*** RECORDS FOR PROCESSING ***

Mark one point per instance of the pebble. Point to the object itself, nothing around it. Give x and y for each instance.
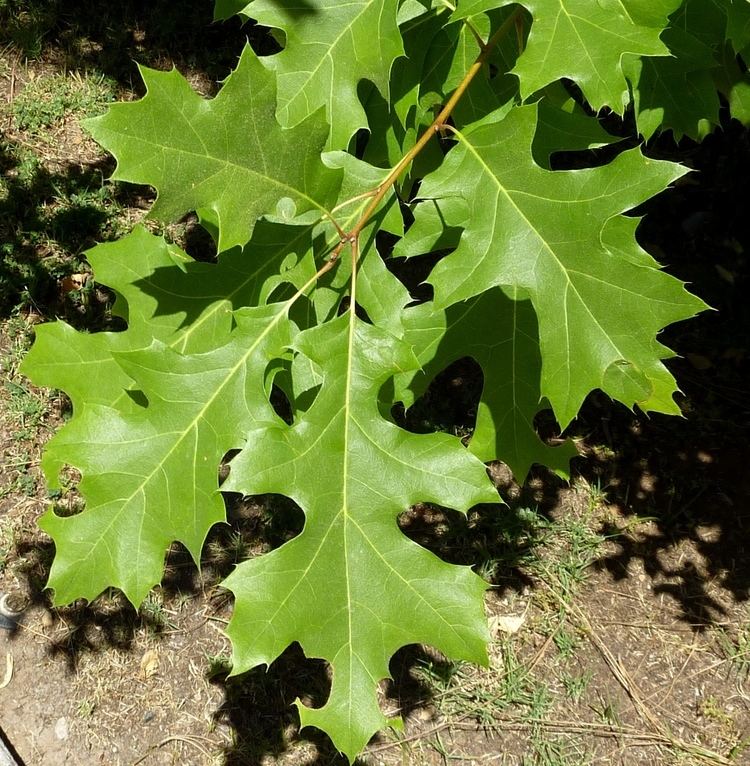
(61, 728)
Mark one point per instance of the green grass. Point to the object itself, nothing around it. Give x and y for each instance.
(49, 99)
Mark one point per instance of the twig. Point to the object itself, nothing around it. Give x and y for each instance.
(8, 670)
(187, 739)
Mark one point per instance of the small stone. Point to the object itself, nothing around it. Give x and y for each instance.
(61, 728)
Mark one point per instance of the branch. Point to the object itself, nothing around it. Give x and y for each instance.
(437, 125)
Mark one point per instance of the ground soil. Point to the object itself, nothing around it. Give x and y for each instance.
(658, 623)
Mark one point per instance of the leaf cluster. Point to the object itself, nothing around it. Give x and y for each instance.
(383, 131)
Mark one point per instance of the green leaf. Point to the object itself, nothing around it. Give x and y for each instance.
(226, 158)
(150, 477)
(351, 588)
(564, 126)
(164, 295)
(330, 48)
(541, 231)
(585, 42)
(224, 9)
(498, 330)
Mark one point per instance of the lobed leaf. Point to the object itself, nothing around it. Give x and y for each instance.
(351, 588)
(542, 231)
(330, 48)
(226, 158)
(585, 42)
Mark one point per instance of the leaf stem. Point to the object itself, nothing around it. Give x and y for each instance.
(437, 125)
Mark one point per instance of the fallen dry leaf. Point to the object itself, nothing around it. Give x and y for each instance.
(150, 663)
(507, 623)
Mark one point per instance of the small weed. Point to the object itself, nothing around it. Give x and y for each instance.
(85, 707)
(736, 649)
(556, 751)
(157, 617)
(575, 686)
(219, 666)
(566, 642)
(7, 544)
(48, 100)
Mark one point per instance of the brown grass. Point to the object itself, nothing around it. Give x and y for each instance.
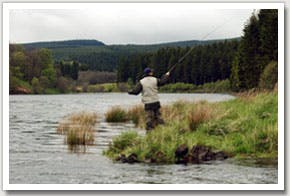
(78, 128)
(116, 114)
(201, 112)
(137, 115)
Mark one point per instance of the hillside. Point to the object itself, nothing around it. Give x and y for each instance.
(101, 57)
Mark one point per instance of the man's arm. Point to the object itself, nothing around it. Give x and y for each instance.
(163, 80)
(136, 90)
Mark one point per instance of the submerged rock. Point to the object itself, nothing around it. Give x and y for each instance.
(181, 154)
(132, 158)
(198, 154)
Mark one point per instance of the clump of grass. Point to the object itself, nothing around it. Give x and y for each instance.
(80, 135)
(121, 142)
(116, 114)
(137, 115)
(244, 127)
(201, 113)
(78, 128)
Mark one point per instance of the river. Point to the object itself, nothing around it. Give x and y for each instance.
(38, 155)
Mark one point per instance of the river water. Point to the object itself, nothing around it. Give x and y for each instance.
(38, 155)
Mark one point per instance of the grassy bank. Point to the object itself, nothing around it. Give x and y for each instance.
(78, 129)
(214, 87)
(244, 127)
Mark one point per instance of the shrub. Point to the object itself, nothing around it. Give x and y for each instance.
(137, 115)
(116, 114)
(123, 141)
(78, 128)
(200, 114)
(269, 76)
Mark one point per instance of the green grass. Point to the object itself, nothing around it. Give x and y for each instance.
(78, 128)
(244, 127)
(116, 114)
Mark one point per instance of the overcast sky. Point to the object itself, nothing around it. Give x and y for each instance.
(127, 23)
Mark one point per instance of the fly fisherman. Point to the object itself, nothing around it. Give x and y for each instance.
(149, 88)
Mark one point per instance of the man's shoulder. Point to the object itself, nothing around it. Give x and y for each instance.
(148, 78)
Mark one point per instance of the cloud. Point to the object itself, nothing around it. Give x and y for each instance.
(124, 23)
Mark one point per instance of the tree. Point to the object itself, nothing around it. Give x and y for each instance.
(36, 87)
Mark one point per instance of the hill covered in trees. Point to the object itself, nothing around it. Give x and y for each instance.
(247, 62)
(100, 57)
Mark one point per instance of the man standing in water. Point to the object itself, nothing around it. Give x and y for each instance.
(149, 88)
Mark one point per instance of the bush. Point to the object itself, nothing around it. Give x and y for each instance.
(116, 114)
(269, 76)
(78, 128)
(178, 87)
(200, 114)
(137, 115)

***

REQUIREMENT
When you transcribe these entries, keep every word exact and drop the pictures.

ANSWER AREA
Mark one point per instance of the pebble. Point to the object itself, nothing around it. Give x and y for each instance.
(61, 728)
Mark one point per instance of the green grass. Point to the object itself, nothing around it. Give x and y for each instance.
(49, 99)
Mark one point per instance of the twig. Point to the object itself, nothing around it. Give x and y for each instance.
(8, 670)
(187, 739)
Mark one point per instance of the small stone. Point to the object itself, nothing around it. Give x and y for each instance.
(61, 728)
Mark one point per instance of the branch. Point to the object itself, nothing around it. Give x and y for each instance.
(437, 125)
Mark one point per instance of the ground soil. Point to the object itself, nothing around it. Give x and y for each instance.
(658, 623)
Mark one point per instance of the leaf cluster. Point to the object itself, nothing around it. Give x and y for each instance.
(383, 131)
Mark one point per instance of the green leaf. Point to the object itself, nothing around it. Give x and y for each instance.
(226, 158)
(150, 477)
(351, 588)
(564, 126)
(164, 295)
(330, 48)
(541, 231)
(585, 42)
(224, 9)
(498, 330)
Mark one point per instance of the lobed leaf. Point to the object itself, nothing around it. Give x and y for each instance.
(351, 588)
(542, 231)
(330, 48)
(226, 158)
(585, 42)
Mark one point per instance of the leaf stem. Point to the object itself, nothing around it. Give x and y for each instance.
(437, 125)
Mark one point per instance of the fallen dry leaf. Point to the object itself, nothing around it. Give x and y for each instance.
(150, 663)
(507, 623)
Mark one point per instance of the small weed. Point to the object itself, nothing around it. Give x and y for each instance.
(85, 707)
(736, 649)
(556, 751)
(157, 617)
(575, 686)
(219, 666)
(566, 642)
(7, 544)
(48, 100)
Mark one point per instance of the brown grass. Point to the object itself, nothing around it. Give x and y for each instance.
(78, 128)
(116, 114)
(201, 112)
(137, 115)
Mark one point per instance of the hillside. Point to the object itself, nothing around it. Give x and y for each instance.
(101, 57)
Mark one point per instance of the man's arm. Point to the object itself, nothing around it. Give x and y for each instance.
(163, 80)
(136, 90)
Mark one point per instance of the submerged rock. Point to the object itself, nothing around it. Give x and y for each instance.
(181, 154)
(132, 158)
(198, 154)
Mark one point per instance of the clump of grass. Point to the object itself, nothing around it. Give x and y for each instance.
(80, 135)
(121, 142)
(116, 114)
(137, 115)
(244, 127)
(201, 113)
(78, 128)
Mark one point per instance of the river. Point to the object itself, nothing around it. Give x and y for each instance.
(38, 155)
Mark one point per instance of the river water. Point to the object itself, nothing around it. Give x and y for each instance.
(38, 155)
Mark one point per instance of the grassy bank. Point to the object itself, nothing around it. Give x and y for each instance.
(78, 129)
(214, 87)
(244, 127)
Mark one point per instance of the shrub. Point to the object itself, nothing around it. Give x and y for each instance.
(137, 115)
(116, 114)
(123, 141)
(78, 128)
(200, 114)
(269, 76)
Mark one point per instance of the green grass. Point to the object itself, nothing around it. Give x and y for each instance.
(78, 128)
(244, 127)
(116, 114)
Mark one point per instance of the overcast sky. Point to the object itself, nothing around it. Give x and y for each instance.
(127, 23)
Mark one point per instance of the fly fisherman. Point to the object itself, nothing around it. Give x and y for each instance.
(149, 88)
Mark one point per instance of the man's shoulder. Point to the object itself, nothing around it. Give x and y for each instance.
(148, 78)
Mark one point per instance of the cloud. Point to the object itself, nothing around it. Give x and y for each instance.
(124, 23)
Mark one point per instance of the tree. Point to the object itself, nothing around it. Give x and y for each instance.
(36, 87)
Mark one point per instance of the hill covered in trees. Point to the object itself, nothing around it. Give x and y for each instance.
(247, 62)
(100, 57)
Mark one point per instance of the man standing in water. Point to the object itself, nothing around it. Give x and y for each instance.
(149, 88)
Mark one point per instance of the bush. Point to the object itself, nothing around it. Give x and y for each instance.
(116, 114)
(269, 76)
(78, 128)
(178, 87)
(200, 114)
(137, 115)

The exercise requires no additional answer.